Exercise description
Give only the number of lines in the material below that contain the string "rider".

──────── Input for this task

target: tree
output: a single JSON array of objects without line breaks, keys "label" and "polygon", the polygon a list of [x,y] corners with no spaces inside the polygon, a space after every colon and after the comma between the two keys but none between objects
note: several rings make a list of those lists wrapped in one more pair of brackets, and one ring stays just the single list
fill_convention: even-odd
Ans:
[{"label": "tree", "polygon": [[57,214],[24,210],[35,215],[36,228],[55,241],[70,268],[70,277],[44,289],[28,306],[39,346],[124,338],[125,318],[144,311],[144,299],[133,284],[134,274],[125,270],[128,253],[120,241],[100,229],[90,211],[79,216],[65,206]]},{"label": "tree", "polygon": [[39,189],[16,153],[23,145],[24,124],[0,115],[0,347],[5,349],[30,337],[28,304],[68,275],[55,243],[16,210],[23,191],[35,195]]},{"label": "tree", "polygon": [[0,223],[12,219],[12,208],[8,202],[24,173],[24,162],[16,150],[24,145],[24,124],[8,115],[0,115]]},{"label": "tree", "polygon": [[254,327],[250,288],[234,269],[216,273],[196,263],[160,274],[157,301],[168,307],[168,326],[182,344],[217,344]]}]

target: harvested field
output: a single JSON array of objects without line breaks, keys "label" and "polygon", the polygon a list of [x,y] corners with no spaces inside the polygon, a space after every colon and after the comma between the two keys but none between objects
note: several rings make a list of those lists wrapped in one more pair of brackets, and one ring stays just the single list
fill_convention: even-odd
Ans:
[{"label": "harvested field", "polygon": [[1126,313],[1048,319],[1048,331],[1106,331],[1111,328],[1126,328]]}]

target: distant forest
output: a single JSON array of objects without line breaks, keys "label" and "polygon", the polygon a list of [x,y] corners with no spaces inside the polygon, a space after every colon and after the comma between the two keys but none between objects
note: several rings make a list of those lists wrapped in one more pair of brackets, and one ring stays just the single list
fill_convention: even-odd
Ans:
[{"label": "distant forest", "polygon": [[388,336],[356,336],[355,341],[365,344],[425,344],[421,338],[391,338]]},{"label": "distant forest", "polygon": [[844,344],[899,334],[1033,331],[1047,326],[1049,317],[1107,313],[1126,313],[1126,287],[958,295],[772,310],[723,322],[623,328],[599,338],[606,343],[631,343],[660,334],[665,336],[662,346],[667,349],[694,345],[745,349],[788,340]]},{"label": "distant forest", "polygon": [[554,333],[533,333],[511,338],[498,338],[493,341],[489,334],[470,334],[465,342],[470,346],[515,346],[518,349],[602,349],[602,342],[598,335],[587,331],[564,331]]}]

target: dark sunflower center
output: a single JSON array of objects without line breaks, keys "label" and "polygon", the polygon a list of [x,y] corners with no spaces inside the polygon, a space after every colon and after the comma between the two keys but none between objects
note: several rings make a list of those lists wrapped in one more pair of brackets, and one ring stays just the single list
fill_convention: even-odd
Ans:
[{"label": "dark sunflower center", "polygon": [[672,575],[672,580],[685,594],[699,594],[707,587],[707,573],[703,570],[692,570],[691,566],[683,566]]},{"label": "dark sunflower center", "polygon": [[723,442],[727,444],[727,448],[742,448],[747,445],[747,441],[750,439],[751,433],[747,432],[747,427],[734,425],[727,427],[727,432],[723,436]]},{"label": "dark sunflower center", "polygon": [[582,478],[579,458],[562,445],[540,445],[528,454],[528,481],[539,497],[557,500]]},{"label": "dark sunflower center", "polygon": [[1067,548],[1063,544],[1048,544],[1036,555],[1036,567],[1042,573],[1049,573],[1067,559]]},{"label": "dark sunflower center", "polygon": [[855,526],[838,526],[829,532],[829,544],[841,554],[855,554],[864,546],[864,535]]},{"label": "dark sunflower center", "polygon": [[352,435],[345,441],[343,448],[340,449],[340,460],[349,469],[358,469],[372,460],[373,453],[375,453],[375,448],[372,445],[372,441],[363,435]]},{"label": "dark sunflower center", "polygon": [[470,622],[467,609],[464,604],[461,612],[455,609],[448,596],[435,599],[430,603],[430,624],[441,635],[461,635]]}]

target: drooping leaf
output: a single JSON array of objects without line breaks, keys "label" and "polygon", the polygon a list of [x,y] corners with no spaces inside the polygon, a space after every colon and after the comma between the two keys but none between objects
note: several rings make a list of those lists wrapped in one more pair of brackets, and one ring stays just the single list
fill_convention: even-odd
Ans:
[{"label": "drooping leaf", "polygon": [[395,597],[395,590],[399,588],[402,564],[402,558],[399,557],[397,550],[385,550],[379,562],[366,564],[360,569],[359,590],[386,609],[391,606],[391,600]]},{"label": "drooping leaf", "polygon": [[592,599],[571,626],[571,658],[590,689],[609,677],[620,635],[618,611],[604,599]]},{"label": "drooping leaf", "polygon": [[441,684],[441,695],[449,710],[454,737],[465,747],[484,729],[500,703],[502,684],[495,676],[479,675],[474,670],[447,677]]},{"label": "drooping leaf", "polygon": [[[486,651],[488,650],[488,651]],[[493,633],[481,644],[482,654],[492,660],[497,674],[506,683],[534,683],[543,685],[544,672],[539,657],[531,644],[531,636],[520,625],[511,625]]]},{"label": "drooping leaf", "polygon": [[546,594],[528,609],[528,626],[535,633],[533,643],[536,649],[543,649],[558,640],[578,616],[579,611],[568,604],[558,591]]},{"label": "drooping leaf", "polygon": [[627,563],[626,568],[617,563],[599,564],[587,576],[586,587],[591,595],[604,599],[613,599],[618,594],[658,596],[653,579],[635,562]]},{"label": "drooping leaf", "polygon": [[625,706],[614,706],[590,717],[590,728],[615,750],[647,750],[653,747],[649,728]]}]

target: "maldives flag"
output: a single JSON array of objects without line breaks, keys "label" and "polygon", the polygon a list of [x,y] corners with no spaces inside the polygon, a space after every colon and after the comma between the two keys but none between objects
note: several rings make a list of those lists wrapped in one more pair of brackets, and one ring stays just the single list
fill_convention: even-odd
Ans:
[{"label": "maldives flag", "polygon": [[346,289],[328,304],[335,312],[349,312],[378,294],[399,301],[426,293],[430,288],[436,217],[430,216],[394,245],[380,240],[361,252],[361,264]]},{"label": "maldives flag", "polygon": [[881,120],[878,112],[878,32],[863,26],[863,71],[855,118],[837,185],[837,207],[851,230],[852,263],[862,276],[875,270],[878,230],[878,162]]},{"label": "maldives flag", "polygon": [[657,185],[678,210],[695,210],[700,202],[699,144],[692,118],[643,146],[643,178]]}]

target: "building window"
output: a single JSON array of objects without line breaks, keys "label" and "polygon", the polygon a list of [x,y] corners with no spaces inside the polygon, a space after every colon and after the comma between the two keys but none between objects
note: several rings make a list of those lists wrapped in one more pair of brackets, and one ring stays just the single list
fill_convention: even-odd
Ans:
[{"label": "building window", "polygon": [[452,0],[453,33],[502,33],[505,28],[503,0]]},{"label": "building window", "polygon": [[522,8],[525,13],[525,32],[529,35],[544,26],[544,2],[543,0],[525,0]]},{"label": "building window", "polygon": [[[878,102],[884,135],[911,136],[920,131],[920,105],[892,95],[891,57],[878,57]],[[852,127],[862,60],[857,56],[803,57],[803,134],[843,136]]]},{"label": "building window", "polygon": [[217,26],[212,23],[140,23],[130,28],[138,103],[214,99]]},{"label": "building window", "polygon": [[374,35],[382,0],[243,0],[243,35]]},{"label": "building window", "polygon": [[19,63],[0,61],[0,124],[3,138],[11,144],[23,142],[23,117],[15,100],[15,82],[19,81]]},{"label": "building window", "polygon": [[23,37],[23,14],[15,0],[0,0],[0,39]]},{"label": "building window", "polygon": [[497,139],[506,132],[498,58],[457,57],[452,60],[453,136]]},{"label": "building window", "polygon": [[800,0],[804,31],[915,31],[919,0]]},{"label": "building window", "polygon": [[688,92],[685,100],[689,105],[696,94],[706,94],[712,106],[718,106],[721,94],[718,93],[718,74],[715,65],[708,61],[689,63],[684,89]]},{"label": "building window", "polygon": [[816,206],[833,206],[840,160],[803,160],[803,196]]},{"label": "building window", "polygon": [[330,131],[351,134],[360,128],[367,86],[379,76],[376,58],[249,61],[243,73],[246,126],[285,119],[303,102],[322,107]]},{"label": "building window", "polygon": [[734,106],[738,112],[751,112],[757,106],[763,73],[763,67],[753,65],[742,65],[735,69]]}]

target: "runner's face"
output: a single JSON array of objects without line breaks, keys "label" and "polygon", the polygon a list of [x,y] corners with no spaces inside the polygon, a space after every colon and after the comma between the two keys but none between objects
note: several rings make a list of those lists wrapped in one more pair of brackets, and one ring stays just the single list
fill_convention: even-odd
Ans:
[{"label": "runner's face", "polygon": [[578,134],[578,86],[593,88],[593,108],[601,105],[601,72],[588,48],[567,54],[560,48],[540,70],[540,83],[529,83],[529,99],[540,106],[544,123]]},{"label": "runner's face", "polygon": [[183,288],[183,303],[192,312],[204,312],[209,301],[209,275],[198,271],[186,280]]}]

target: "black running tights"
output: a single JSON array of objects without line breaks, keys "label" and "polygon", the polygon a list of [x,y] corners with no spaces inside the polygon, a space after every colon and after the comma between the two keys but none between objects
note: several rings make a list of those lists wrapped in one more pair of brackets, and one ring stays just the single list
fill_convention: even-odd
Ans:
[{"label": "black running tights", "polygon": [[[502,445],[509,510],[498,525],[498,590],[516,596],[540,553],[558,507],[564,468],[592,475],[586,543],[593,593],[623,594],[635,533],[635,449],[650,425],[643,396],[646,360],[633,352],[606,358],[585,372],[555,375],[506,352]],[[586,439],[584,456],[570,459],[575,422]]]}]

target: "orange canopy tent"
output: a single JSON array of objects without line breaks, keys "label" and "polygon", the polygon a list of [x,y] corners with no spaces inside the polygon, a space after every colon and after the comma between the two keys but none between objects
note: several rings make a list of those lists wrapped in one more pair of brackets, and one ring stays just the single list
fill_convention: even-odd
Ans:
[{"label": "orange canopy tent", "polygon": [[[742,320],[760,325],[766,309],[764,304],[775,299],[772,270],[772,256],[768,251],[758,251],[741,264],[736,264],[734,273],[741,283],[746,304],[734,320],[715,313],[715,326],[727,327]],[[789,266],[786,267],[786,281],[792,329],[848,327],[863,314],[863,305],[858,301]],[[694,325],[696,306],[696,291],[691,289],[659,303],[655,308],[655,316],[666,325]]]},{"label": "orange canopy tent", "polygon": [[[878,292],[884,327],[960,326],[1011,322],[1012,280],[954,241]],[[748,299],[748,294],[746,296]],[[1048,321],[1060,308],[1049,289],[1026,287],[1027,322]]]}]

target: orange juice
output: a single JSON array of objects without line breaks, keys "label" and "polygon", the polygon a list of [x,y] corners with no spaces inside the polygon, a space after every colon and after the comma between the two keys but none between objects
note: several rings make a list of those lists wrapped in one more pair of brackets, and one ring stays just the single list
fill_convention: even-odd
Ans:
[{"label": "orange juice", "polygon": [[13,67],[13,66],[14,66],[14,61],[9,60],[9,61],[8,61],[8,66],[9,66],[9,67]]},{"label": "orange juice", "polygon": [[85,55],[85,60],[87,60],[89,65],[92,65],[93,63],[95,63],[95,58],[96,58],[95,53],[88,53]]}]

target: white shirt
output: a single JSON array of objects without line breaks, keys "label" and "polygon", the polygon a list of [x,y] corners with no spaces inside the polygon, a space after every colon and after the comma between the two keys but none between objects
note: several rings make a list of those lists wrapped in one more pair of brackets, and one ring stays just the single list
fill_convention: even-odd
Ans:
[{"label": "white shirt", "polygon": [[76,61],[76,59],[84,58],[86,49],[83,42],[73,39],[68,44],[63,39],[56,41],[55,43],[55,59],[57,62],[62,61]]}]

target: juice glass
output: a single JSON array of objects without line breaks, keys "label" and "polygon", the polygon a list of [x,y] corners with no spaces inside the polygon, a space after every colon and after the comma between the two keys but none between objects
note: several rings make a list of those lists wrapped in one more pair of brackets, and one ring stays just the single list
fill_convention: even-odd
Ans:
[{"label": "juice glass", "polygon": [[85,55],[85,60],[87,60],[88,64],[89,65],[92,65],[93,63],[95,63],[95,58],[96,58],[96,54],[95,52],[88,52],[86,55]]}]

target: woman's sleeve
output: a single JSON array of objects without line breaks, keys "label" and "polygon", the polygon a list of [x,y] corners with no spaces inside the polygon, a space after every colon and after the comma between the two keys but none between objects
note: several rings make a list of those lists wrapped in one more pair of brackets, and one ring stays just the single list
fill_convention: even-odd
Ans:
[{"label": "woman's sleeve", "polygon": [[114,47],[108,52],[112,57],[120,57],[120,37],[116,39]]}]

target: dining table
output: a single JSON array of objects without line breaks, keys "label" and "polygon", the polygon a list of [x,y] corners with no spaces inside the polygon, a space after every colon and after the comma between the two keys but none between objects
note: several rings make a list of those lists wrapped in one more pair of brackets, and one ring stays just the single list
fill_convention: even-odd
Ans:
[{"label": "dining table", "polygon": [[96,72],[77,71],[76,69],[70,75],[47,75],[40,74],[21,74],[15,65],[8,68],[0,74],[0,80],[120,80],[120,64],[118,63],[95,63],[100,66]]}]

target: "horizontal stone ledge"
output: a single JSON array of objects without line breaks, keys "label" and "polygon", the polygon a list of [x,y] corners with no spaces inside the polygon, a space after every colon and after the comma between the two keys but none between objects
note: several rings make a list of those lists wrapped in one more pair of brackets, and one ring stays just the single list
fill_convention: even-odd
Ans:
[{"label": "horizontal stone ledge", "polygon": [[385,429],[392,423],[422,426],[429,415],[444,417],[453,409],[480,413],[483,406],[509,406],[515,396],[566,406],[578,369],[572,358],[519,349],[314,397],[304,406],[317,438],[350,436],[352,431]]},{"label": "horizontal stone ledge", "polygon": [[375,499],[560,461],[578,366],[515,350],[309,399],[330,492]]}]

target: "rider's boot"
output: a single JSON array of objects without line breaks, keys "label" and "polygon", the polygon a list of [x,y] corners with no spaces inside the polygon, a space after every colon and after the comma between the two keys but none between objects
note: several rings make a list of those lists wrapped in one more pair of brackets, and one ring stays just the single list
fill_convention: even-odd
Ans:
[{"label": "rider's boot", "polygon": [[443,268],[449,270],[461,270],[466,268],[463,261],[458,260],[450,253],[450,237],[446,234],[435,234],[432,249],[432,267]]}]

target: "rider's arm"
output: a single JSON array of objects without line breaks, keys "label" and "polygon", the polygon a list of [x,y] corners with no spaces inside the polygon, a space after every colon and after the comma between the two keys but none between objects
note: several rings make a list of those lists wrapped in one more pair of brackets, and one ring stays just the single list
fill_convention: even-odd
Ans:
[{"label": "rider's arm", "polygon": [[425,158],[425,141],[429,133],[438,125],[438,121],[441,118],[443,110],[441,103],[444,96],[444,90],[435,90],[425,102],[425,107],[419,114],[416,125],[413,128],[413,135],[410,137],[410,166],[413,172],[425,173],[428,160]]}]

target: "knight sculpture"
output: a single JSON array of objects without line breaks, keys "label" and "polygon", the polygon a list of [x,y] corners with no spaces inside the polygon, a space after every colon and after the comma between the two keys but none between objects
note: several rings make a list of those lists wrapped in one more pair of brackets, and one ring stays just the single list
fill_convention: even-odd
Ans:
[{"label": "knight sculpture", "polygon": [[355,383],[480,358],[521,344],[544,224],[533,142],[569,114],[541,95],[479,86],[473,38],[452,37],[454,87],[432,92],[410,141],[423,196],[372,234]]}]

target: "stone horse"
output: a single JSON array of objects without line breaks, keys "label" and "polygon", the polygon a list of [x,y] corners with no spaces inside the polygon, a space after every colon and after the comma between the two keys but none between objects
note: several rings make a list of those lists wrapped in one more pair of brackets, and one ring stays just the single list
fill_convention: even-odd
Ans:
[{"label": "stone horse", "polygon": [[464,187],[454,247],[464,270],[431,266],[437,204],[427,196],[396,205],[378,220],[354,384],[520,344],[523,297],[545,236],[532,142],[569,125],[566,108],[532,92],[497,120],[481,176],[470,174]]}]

────────────────

Result of the exercise
4